THE TASK: Could you return, unchanged, the stretch of the data from the line containing "Please tag the handlebar" through the line containing "column 606, row 398", including both of those lines?

[Position identification records]
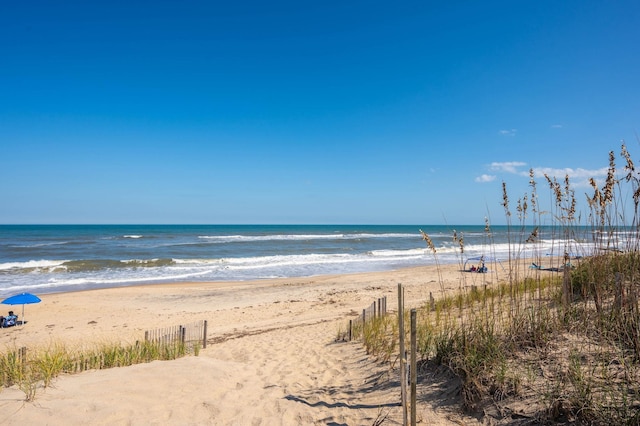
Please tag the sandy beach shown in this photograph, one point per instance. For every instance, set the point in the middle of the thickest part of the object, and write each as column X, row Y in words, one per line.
column 272, row 357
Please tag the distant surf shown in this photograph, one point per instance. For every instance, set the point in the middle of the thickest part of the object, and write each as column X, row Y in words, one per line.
column 54, row 258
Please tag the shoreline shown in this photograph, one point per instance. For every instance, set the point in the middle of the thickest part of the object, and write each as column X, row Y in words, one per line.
column 272, row 357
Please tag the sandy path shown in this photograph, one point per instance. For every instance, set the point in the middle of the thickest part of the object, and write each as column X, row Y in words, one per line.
column 274, row 360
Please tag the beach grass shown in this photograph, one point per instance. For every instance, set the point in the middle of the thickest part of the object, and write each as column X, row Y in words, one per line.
column 560, row 346
column 32, row 369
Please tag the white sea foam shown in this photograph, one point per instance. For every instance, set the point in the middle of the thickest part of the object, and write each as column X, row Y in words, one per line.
column 32, row 264
column 301, row 237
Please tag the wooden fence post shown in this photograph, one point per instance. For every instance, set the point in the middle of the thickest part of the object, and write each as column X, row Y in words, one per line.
column 414, row 366
column 204, row 335
column 403, row 367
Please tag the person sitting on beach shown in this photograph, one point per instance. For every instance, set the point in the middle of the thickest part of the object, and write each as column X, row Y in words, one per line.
column 10, row 320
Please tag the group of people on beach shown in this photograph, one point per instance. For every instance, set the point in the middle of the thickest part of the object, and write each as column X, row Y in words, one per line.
column 8, row 321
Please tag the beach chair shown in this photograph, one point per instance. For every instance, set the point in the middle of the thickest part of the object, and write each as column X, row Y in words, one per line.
column 9, row 321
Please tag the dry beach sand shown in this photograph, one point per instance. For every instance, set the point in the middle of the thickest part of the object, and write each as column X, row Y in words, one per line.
column 272, row 358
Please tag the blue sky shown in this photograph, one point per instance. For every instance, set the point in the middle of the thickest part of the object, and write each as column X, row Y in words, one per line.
column 306, row 112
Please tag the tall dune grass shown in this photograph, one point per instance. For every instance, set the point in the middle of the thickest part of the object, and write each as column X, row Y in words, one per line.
column 33, row 369
column 567, row 342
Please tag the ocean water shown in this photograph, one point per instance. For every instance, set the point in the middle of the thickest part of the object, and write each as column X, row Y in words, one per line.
column 57, row 258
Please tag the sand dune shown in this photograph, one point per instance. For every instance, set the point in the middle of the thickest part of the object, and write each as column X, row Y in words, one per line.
column 272, row 357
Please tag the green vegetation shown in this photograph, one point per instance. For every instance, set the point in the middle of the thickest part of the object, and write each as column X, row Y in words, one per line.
column 561, row 347
column 30, row 370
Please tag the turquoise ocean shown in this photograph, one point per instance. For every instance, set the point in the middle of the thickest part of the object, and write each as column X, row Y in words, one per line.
column 61, row 258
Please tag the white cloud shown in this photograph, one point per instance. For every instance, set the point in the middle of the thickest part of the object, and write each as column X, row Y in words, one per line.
column 485, row 178
column 578, row 177
column 507, row 166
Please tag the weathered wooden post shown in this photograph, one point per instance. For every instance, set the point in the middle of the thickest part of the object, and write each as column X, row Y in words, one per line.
column 414, row 365
column 204, row 335
column 403, row 367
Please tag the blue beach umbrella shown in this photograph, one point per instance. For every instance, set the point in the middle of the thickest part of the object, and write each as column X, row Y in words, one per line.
column 21, row 299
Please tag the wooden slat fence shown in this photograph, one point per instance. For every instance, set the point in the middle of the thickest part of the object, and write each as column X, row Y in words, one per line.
column 191, row 334
column 376, row 309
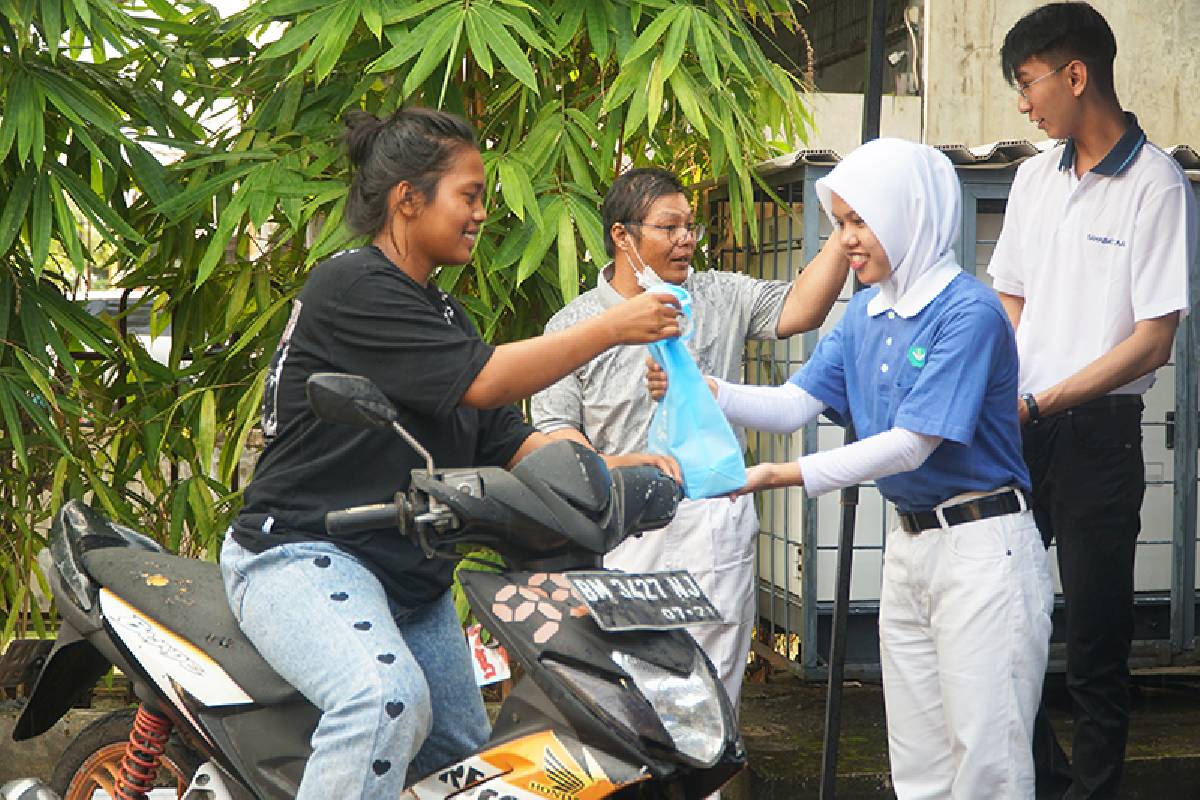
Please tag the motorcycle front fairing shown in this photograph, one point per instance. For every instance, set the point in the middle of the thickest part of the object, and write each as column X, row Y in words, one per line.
column 592, row 697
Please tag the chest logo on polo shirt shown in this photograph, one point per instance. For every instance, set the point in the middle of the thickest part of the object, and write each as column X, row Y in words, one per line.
column 1105, row 240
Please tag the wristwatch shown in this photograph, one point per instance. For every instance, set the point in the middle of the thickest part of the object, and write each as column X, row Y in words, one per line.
column 1031, row 405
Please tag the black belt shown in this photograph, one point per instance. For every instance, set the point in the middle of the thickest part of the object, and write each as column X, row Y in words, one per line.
column 993, row 505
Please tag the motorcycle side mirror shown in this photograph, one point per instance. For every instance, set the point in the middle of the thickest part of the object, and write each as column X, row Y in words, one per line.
column 349, row 400
column 355, row 401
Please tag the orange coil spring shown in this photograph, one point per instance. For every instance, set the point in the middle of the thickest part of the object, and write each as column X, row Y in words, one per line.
column 143, row 752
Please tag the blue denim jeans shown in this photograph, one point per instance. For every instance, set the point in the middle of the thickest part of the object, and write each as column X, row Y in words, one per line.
column 395, row 686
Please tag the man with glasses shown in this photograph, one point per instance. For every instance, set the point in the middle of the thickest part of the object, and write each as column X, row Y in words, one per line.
column 651, row 234
column 1092, row 268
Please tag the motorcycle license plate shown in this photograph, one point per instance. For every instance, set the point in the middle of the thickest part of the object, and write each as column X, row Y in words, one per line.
column 643, row 601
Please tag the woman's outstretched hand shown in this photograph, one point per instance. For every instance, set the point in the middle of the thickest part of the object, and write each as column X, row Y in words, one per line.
column 769, row 476
column 645, row 318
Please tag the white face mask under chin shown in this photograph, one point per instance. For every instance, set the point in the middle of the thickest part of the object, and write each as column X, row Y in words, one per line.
column 648, row 278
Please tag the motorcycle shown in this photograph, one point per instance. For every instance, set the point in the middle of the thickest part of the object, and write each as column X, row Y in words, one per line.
column 616, row 699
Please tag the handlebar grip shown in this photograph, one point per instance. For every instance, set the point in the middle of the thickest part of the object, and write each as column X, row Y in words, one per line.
column 357, row 518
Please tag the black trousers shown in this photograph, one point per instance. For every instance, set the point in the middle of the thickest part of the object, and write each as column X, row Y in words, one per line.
column 1089, row 482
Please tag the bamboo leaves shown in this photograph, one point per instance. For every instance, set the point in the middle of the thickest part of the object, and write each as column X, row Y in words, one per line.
column 117, row 163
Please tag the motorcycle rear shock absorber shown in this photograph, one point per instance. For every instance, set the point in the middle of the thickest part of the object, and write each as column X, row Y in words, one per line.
column 143, row 755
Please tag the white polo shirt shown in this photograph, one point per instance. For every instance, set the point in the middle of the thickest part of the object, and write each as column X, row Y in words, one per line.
column 1093, row 256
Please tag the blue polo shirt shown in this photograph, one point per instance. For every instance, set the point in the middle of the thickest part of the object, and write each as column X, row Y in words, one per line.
column 947, row 371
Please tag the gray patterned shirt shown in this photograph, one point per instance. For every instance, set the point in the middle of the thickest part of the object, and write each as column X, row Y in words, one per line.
column 606, row 398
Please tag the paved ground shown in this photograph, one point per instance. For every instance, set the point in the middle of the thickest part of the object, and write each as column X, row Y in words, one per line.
column 783, row 721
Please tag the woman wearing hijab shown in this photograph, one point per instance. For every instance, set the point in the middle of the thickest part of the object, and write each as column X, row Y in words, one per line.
column 924, row 365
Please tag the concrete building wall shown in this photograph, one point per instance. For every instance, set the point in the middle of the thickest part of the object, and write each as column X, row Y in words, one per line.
column 838, row 120
column 967, row 100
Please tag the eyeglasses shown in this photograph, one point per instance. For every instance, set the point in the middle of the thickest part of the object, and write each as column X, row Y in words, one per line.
column 675, row 233
column 1023, row 89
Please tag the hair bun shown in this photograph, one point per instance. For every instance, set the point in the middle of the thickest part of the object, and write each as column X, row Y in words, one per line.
column 361, row 130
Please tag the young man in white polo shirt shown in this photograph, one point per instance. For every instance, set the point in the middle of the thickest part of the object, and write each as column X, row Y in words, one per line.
column 1092, row 268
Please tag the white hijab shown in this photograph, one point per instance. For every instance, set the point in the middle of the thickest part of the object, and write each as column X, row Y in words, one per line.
column 909, row 196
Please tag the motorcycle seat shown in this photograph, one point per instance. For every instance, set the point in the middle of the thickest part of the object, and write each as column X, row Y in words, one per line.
column 187, row 597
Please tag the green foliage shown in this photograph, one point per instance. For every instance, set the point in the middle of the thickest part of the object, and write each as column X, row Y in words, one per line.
column 563, row 92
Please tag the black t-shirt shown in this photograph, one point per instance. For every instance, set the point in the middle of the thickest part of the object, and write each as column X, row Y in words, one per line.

RESPONSE TO THIS TASK:
Please tag the handlebar grip shown in this photograph, one point per instance. For every instance, set the point in the middle of the thickest part of the object, and write each as column X, row Y in words, one per line.
column 357, row 518
Please tag the black trousers shown in this photograph, one point per instance. For every instance, set the point in the middle of the thickest part of the object, and write each as column X, row Y in words, one per line.
column 1089, row 482
Please tag the bamboo leaves shown in this photograph, one point per instance. For every instance, set the point in the middle of the thickest part of the object, and write each as column X, row Y in words, one per line.
column 117, row 163
Please tag the motorcycle rear shock absorber shown in this photograph, one point per instance. For every instance, set the point in the middle of the thickest part of the object, and write each as column X, row Y in words, one per line.
column 143, row 755
Please tag the white polo shirt shown in this photograph, one point per instance. For every instance, set the point in the middle of the thickest part of the object, and write each as column X, row Y in words, one per line.
column 1093, row 256
Please tag the blue polo shirt shown in this photograph, one point per instance. For every instance, set the point in the middle of the thickest part of the object, and write each as column X, row Y in words, one per line.
column 947, row 371
Please tag the gray patterned shirt shown in this photograph, one point per instance. For every instance, set the point in the middle of the thickest part of the object, and write each as column X, row Y in words, one per line.
column 606, row 398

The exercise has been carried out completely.